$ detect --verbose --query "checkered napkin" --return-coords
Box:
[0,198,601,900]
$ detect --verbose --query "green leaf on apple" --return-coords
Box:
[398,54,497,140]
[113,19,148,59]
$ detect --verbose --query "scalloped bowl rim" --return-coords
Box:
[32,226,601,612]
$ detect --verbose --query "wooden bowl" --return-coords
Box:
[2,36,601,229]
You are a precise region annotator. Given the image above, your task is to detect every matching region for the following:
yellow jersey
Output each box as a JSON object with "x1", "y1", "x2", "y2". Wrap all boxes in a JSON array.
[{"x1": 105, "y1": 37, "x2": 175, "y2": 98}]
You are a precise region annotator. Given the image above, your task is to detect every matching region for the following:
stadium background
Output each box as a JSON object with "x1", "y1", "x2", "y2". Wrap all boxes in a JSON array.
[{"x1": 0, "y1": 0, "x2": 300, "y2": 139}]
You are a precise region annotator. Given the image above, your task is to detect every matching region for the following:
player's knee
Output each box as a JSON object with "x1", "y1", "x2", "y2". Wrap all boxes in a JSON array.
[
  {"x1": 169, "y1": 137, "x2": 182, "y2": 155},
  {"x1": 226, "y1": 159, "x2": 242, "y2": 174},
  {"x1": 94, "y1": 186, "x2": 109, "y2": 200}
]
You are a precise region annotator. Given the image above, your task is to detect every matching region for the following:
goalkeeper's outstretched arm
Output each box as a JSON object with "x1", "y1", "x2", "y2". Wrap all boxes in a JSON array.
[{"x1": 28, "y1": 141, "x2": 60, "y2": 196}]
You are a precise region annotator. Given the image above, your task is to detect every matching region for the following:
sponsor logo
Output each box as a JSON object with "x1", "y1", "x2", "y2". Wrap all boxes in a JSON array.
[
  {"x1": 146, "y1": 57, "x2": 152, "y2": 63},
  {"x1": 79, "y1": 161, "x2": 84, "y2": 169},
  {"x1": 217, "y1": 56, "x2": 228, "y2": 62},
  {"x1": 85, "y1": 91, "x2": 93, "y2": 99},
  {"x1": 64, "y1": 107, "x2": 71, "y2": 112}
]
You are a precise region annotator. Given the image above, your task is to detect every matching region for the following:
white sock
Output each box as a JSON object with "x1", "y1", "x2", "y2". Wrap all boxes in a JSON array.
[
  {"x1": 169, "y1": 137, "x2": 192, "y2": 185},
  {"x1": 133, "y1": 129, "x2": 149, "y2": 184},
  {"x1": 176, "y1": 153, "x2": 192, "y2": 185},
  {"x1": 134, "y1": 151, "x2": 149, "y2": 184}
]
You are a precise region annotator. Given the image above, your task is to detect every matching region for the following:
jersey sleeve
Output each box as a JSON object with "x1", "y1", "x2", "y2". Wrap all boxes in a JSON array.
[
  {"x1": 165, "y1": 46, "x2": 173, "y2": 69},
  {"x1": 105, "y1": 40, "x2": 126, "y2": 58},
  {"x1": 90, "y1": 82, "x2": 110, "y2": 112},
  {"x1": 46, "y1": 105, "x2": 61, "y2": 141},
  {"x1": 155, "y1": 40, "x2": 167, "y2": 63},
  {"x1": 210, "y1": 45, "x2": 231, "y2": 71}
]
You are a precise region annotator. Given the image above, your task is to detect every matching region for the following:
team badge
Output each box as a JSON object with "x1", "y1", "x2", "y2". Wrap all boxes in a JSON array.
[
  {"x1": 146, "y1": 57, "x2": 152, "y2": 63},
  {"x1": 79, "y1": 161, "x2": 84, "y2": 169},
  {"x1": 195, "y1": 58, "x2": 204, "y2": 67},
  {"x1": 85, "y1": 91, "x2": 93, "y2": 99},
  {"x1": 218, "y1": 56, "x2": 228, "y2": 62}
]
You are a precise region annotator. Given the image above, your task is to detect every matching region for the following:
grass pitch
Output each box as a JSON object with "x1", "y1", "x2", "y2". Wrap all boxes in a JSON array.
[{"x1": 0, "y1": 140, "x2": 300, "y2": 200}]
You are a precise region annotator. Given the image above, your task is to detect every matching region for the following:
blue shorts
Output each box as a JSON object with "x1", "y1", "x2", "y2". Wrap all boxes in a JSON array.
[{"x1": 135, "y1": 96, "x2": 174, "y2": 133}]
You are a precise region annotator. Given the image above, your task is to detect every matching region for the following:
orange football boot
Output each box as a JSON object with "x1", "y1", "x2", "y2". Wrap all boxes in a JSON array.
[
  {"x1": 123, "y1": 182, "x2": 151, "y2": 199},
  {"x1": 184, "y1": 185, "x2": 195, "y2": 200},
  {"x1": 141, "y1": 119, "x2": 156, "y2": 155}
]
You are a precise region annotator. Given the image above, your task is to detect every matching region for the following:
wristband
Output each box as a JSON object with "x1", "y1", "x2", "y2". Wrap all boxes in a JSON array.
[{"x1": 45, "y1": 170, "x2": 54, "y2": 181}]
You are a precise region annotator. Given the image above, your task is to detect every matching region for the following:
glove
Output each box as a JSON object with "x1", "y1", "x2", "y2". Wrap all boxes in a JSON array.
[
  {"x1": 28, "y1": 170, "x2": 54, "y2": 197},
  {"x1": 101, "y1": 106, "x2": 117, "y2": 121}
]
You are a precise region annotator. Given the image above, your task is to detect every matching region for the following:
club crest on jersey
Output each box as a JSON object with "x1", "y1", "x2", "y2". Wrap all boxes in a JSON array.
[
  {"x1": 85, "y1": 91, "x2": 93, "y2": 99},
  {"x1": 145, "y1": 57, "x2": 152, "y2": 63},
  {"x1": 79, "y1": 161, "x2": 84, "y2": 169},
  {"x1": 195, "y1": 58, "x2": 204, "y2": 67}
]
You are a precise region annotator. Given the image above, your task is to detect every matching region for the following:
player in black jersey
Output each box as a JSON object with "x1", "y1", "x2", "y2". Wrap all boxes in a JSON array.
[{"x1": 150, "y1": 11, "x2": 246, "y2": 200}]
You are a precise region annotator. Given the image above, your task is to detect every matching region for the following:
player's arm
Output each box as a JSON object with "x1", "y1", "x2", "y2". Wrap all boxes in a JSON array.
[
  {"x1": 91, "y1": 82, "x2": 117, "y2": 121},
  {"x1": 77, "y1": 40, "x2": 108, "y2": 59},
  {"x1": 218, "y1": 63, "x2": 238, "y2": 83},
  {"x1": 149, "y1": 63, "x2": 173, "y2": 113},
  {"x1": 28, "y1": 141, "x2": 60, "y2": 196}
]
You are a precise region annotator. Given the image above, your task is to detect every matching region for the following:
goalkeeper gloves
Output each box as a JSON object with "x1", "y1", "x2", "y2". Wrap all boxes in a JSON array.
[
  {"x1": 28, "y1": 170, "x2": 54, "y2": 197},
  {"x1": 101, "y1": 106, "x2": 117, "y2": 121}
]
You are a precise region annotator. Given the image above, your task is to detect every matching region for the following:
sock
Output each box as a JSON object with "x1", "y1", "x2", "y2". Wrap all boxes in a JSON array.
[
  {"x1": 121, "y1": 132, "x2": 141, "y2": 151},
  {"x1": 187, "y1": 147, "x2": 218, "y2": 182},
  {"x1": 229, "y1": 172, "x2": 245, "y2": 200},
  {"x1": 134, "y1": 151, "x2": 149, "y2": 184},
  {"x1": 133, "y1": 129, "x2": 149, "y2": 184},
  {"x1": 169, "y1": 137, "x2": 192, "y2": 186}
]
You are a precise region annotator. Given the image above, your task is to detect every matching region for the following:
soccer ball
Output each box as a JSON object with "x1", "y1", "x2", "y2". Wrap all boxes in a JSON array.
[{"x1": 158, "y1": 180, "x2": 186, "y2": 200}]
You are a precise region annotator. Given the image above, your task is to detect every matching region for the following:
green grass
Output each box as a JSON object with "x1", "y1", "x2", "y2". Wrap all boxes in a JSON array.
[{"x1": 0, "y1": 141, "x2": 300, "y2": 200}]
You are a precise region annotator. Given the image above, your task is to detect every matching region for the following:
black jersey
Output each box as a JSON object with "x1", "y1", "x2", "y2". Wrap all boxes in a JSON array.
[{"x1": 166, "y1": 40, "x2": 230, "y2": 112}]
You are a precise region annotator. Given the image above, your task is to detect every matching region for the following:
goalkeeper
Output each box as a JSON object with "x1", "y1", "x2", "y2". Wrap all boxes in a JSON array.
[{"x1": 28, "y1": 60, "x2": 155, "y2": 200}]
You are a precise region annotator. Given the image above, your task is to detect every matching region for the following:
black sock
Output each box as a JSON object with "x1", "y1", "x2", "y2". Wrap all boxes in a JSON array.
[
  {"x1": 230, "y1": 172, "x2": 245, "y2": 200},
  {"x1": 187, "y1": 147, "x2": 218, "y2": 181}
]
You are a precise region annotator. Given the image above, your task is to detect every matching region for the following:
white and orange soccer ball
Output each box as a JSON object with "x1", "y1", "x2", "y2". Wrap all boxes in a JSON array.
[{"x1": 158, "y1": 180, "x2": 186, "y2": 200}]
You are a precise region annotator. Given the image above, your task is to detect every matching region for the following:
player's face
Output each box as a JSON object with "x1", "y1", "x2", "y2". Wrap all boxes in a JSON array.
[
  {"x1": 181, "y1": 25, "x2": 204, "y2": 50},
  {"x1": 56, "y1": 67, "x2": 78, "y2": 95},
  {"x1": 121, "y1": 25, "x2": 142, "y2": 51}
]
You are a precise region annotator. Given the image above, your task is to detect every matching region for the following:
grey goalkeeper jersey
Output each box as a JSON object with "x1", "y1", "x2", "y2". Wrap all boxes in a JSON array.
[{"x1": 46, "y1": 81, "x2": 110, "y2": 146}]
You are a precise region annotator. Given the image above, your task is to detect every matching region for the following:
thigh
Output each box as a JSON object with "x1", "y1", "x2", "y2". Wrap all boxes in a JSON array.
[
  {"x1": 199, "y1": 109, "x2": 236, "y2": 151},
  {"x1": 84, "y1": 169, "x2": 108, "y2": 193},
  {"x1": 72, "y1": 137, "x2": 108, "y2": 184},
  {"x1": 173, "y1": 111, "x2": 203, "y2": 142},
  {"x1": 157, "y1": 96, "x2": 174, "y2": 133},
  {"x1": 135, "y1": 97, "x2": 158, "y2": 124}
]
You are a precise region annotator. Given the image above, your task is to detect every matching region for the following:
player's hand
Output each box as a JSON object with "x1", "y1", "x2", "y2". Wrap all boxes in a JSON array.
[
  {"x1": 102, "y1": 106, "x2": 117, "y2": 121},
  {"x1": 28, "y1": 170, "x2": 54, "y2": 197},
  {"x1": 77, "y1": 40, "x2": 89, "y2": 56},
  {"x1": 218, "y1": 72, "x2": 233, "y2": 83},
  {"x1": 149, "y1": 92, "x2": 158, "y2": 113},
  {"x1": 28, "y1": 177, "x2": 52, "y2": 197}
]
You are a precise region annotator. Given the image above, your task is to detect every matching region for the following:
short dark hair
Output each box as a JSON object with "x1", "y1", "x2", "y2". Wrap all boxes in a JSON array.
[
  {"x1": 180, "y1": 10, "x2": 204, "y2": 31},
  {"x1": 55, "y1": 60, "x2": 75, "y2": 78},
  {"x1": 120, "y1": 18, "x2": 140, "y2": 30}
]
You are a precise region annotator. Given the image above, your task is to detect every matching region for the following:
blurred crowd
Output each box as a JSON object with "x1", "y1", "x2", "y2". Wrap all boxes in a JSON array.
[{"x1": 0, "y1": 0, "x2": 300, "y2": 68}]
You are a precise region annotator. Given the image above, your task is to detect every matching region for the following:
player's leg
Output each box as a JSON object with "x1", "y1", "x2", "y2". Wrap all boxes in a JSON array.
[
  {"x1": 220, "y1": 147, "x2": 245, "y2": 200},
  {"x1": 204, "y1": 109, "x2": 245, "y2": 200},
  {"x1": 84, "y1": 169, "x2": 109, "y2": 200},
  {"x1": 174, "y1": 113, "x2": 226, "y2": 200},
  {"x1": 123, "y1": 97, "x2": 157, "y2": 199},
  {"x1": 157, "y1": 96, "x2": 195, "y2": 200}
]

THE EXERCISE:
State how many lines of the listing above contain the string "verbose", matching case exactly, and give only the number.

EXPECTED ANSWER:
4